◆ **Your tasks**:
a – In the article on Italy's Artemis agreement, what year is the MPH module planned to launch?
b – Pick up the article on Italy's Artemis agreement after its last sentence and continue it.

◆ **Page**:

-- -- --

Italy is going to the Moon. Not metaphorically, not in partnership with a passing mention in a larger agreement but with its own astronaut setting foot on the lunar surface and its own engineers building the habitat that will house them when they get there.

The Italian Space Agency (ASI) confirmed on Tuesday that a new bilateral agreement signed in Washington between Italy’s Minister of Business and Made in Italy, Adolfo Urso, and NASA Administrator Jared Isaacman, formally guarantees that an Italian astronaut will participate in a future lunar mission under the Artemis programme. At the heart of the deal is Italy’s Multi-Purpose Habitation module, known as the MPH, which has now been formally integrated into the Artemis architecture as the programme’s first dedicated surface habitat.

“A long-standing space cooperation, now even deeper, between NASA and ASI will lead to the creation of a base camp on the Moon and an Italian astronaut walking on the lunar surface,” ASI president Teodoro Valente wrote on X after the signing.

A home on the moon built in Turin

The MPH is not simply a symbolic contribution. Planned for launch from NASA’s Kennedy Space Center in 2033, the MPH module will be the first ever dedicated habitation asset on the lunar surface.

The module breaks new ground by combining the functions of both a mobile rover and a permanent habitat. This dual-purpose design will allow the structure to relocate across the lunar surface while providing long-term accommodation for astronaut crews. It is engineered for an operational lifetime of at least 10 years, during which it will support crew habitation, scientific research, and surface operations, both with astronauts present and during autonomous periods.

Thales Alenia Space Italia, a joint venture between Thales and Leonardo, leads the industrial consortium that includes ALTEC (co-owned by Thales Alenia Space and ASI) along with other entities in the national aerospace sector.

Minister Urso was direct about where this will be built. “This bilateral cooperation will allow us to bring an Italian astronaut to the Moon soon, in a habitation module that will be built in Italy, in Turin,” he declared. He pointed to the city’s established aerospace cluster as the industrial engine of the project. The goal, he said, is to see it all realised within the next seven to ten years.

A historic lineage

Urso drew a deliberate line from Italy’s deep space heritage to the present, invoking the memory of Rocco Petrone, the Italian-American director of the Apollo programme, at a ceremony held to mark the centenary of his birth.

The connection is apt. Italy’s space journey began in 1964, when it became the third country in the world, after the United States and the Soviet Union, to launch its own satellite, San Marco 1. That early lead was built not on raw scale but on precision engineering and strategic alliance, the same qualities that now place Italy at the centre of humanity’s return to the Moon.

-- -- --

◆ **Rows**:
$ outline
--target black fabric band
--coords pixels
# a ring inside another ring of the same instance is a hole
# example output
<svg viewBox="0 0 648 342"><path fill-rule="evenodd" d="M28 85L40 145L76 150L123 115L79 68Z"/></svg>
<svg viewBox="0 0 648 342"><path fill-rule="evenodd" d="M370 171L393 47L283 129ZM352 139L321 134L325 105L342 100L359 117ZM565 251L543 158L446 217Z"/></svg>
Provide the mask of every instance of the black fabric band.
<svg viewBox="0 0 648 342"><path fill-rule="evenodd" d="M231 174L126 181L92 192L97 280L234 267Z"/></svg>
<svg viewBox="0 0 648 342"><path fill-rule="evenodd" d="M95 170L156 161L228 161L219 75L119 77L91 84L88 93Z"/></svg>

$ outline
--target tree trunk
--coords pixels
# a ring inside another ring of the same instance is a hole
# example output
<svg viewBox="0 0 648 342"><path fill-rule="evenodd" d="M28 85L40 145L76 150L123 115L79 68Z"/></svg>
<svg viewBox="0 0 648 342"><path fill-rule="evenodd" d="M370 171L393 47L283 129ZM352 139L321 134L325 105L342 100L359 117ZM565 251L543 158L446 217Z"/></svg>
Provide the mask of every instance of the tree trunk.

-- -- --

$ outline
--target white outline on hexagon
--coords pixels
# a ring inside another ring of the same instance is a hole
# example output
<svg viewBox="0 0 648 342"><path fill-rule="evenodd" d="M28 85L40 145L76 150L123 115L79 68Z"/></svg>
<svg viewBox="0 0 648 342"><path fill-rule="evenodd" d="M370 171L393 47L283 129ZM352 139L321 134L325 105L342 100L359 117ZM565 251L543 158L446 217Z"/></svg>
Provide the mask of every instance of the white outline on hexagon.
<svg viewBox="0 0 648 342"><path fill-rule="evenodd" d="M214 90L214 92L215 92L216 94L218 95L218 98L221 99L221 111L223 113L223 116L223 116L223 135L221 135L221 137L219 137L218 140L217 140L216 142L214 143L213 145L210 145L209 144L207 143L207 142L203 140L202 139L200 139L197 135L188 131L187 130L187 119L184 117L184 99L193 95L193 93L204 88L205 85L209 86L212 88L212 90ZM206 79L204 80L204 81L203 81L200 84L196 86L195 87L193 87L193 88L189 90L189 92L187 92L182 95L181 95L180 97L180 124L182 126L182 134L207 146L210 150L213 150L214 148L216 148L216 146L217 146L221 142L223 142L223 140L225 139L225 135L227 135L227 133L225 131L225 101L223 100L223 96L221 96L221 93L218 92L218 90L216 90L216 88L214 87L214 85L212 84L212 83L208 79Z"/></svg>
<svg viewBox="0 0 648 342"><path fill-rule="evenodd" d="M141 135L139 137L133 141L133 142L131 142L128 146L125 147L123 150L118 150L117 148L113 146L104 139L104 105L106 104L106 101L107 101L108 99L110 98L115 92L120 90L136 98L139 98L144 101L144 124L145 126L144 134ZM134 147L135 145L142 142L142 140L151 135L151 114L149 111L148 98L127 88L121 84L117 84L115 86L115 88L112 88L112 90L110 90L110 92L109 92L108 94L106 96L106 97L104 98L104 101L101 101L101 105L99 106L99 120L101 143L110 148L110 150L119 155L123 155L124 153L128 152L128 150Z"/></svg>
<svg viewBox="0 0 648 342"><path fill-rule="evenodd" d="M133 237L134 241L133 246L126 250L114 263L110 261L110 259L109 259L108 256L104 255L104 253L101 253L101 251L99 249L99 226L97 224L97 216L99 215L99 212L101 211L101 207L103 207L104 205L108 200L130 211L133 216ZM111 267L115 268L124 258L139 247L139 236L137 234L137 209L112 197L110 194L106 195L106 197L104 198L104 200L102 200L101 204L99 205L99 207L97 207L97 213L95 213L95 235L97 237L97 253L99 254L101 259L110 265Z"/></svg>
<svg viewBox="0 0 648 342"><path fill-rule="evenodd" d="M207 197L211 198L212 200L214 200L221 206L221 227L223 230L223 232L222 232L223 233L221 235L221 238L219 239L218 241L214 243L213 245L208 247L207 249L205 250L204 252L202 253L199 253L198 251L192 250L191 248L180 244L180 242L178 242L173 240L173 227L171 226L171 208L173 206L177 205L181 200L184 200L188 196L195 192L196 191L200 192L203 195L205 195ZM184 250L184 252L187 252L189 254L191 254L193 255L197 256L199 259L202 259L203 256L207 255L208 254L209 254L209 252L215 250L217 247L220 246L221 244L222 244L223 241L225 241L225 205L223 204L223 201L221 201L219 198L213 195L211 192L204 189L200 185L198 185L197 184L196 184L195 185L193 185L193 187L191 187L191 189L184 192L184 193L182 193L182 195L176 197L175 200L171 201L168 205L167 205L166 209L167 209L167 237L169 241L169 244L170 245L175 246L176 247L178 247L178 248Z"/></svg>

-- -- --

◆ **Answers per task**:
a – 2033

b –
Italy’s aerospace sector today generates more than €7 billion annually and employs over 40,000 professionals, with more than 10% of revenue reinvested into research and development. At the 2025 ESA Ministerial Council, Italy committed €3.5 billion for the 2026–2028 period, a 13% increase on its previous pledge.

Who will walk on the moon?

The agreement does not name the astronaut who will make the lunar journey. But Italy’s space community is not short of candidates, and the country’s most celebrated astronaut will be watching closely.

Samantha Cristoforetti, Italy’s first woman in space, the first European woman to command the International Space Station, and one of the most experienced astronauts in the ESA corps, has long been linked to lunar ambitions. She has already served as ESA’s crew representative on the Gateway project, working specifically on crew systems and habitability for the lunar module. She is widely considered one of the leading candidates to become the first European woman to reach the Moon.

The agreement also opens the door to the direct participation of Italian astronauts in future missions, in addition to the opportunities already provided for under NASA-ESA cooperation.

A new era of lunar exploration

The timing of the announcement is significant. Artemis II is scheduled to launch on 1 April 2026 from Kennedy Space Center, carrying four astronauts on a ten-day free-return trajectory around the Moon. The first crewed lunar landing under Artemis IV is planned for early 2028.

Italy’s MPH module is designed for the phase that comes after the flags-and-footprints era is over, when the Moon becomes a place humans stay, work, and live. “We will return to the Moon, and this time to stay,” Urso said. “We will do so thanks to Italian technology and with an Italian astronaut on one of the next missions of the Artemis programme.”

The future home of astronauts on the Moon, it turns out, will be made in Italy.